Segment Start: Study text
Feb. 16: Slept late today, as usual. Because it was such an inviting day, sunny and in the sixties, I took a long walk the old-fashioned way, with the dog, rather than on the treadmill. We walked to the docks and back. The water was at medium tide, and the gulls and egrits were sunning themselves on the dock boardwalk. Over the years, I've seen many different types of animals on the woodsy path to the docks, including deer, raccoon, rabbits, possums, storks, eagles, and some creature that looked almost like an aardvark from a distance (no way!) but fortunately, no alligators. Not long ago, a woman on Wilmington Island was killed by an alligator that crept up out of the water into the water-front yard. I remembered as I walked along when P. and I collected hermit crabs from the dock area to use for a middle school science project. That must have been at least a decade ago.
Segment End: Study text
Segment Start: Collected material
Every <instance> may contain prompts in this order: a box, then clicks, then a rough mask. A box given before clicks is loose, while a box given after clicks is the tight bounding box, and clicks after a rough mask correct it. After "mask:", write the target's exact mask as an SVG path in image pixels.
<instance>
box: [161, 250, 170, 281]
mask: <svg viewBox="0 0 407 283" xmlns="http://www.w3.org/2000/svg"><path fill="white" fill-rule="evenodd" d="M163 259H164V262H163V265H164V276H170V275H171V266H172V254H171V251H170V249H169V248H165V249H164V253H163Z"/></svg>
Segment End: Collected material
» **Exercise**: Echo back the entire Feb. 16 diary entry above, word for word and unchanged.

» **Answer area**:
Feb. 16: Slept late today, as usual. Because it was such an inviting day, sunny and in the sixties, I took a long walk the old-fashioned way, with the dog, rather than on the treadmill. We walked to the docks and back. The water was at medium tide, and the gulls and egrits were sunning themselves on the dock boardwalk. Over the years, I've seen many different types of animals on the woodsy path to the docks, including deer, raccoon, rabbits, possums, storks, eagles, and some creature that looked almost like an aardvark from a distance (no way!) but fortunately, no alligators. Not long ago, a woman on Wilmington Island was killed by an alligator that crept up out of the water into the water-front yard. I remembered as I walked along when P. and I collected hermit crabs from the dock area to use for a middle school science project. That must have been at least a decade ago.